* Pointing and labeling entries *

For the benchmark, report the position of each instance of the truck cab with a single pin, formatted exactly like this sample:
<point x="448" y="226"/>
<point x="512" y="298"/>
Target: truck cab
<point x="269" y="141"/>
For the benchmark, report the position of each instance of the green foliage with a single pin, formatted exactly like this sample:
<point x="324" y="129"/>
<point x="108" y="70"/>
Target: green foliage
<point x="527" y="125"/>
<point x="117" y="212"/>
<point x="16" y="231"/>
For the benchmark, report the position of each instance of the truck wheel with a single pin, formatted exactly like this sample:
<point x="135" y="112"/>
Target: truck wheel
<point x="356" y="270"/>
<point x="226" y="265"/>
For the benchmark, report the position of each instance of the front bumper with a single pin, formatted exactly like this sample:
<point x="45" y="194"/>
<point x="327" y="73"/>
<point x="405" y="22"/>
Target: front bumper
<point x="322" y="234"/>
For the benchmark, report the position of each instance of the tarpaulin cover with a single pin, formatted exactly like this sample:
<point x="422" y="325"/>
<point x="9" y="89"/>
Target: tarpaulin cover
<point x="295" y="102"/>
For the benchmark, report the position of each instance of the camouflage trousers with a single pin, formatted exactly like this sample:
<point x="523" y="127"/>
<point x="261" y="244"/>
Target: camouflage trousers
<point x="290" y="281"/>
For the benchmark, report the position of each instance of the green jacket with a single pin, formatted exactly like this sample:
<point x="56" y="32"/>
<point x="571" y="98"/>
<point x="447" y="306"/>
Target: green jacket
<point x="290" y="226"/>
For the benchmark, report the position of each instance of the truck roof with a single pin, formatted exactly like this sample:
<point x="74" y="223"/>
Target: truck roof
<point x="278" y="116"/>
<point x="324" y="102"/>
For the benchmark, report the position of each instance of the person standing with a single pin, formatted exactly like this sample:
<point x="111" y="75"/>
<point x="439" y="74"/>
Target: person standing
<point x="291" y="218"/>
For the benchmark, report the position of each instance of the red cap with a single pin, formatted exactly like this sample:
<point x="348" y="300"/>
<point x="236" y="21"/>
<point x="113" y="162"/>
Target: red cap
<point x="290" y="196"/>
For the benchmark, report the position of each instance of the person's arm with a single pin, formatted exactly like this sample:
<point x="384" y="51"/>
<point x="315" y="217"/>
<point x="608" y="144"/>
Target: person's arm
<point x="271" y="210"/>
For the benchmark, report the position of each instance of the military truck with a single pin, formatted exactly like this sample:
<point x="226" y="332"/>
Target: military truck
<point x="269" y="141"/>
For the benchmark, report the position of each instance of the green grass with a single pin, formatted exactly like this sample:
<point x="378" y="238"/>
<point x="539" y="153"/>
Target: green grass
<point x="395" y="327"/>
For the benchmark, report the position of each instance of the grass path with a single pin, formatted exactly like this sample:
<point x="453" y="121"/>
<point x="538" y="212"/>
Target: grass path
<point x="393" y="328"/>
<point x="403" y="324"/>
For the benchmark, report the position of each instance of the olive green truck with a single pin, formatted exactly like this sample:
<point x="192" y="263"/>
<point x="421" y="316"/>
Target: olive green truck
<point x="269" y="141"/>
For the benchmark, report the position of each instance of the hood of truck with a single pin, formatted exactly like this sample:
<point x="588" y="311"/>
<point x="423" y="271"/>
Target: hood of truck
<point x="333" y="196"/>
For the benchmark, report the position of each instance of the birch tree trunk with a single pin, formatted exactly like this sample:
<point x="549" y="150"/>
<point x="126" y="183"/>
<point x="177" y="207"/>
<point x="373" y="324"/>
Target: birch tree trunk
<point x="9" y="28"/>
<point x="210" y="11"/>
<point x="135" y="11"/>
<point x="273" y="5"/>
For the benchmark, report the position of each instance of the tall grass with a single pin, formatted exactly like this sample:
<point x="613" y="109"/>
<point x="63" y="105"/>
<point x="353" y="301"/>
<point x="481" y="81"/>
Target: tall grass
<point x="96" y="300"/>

--

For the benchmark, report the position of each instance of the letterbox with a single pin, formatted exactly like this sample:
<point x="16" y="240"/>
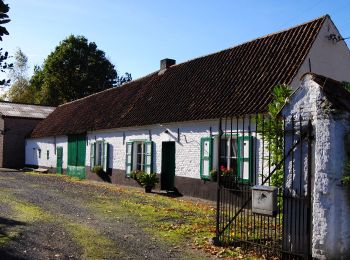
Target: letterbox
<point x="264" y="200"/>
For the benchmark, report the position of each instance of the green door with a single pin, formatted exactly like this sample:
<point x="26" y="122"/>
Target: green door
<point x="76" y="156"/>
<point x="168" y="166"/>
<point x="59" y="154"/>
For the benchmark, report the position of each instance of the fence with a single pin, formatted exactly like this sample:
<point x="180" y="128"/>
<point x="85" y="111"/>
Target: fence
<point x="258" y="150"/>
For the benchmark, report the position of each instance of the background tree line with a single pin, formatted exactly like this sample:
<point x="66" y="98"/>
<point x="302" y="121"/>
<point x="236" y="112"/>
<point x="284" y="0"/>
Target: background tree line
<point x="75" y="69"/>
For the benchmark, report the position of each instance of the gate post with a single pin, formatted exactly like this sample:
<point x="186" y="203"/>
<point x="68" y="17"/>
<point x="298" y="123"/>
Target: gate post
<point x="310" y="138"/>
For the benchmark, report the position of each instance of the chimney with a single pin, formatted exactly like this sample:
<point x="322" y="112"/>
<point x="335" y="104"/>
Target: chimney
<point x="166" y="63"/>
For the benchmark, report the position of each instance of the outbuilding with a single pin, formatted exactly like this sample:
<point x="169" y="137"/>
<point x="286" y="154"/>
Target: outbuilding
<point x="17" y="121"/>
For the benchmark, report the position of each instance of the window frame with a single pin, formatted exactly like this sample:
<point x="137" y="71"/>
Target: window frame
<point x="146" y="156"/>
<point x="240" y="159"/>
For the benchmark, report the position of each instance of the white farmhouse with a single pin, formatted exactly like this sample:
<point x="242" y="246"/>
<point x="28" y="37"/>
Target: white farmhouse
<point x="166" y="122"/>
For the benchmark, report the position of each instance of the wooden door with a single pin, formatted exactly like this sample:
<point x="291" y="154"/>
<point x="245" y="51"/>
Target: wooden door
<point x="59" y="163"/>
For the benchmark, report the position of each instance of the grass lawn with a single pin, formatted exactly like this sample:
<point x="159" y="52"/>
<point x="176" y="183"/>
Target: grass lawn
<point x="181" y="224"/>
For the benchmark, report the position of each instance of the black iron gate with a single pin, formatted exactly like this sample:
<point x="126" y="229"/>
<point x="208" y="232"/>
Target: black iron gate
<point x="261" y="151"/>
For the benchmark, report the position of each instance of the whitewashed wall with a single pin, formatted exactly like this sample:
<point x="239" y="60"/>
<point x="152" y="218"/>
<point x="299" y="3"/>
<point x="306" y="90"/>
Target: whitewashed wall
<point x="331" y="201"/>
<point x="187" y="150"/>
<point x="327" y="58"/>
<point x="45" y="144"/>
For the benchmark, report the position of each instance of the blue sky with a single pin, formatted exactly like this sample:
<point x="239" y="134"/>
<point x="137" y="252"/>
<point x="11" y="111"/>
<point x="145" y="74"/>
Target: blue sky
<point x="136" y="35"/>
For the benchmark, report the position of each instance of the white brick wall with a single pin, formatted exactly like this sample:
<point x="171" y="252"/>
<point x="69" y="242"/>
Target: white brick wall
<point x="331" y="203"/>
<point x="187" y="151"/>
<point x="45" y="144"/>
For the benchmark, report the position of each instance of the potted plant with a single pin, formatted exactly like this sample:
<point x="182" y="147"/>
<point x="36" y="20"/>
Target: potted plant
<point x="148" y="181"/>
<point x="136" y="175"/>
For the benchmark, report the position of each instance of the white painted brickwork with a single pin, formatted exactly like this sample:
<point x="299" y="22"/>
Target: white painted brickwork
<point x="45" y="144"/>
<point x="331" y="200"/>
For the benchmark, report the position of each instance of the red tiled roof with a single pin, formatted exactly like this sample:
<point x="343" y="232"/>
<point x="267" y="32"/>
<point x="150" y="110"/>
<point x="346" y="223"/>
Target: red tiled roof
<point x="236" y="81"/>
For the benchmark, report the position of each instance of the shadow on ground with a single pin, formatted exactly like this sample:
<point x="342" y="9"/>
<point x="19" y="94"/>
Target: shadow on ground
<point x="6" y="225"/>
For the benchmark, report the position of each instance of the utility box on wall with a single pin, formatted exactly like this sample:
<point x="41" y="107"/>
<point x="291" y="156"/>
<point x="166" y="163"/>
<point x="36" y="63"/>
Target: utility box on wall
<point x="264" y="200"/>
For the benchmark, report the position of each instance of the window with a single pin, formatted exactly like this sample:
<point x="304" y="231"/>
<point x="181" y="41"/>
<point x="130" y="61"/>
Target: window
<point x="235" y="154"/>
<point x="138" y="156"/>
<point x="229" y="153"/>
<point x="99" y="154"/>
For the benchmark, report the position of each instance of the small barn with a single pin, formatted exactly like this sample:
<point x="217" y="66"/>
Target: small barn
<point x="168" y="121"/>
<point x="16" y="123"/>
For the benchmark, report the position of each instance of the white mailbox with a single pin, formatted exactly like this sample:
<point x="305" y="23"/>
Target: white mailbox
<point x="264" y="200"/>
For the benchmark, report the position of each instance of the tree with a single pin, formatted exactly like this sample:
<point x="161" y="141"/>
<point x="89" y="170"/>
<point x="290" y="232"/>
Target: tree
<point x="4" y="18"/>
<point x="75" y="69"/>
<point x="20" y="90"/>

==

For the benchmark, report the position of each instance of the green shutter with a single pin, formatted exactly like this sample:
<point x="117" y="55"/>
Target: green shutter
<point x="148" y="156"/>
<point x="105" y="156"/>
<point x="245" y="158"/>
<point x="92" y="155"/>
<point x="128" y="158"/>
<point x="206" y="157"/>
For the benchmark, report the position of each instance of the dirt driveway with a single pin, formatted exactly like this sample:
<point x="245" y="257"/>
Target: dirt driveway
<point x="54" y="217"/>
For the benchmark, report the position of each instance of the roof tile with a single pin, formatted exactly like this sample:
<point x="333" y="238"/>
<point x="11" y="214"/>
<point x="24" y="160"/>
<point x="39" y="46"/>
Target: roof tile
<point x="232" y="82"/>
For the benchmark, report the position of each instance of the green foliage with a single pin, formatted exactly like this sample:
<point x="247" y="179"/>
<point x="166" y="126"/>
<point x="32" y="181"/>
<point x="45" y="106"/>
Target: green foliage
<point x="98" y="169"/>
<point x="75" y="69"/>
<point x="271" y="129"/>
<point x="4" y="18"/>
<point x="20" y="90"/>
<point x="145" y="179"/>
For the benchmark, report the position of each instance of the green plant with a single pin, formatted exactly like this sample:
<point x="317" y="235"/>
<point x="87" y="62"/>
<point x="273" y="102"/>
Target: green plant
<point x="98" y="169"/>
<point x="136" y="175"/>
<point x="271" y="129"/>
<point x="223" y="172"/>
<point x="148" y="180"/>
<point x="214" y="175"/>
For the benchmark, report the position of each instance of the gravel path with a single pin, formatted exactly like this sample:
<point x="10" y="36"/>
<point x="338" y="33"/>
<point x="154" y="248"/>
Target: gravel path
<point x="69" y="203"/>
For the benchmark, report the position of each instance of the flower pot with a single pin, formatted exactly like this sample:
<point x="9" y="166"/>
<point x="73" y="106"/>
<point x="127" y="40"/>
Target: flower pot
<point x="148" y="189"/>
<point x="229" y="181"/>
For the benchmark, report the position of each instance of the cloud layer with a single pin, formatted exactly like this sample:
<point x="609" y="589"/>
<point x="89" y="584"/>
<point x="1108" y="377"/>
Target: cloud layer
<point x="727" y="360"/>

* WORK TO COMPLETE *
Collect every line in the data above that contains the word "mailbox". Only lines that match its uppercase and lowercase letters count.

* RESULT FOR THIS EXERCISE *
For the benchmark, report the position of each instance of the white mailbox with a single pin, formatted exactly like this sample:
Target: white mailbox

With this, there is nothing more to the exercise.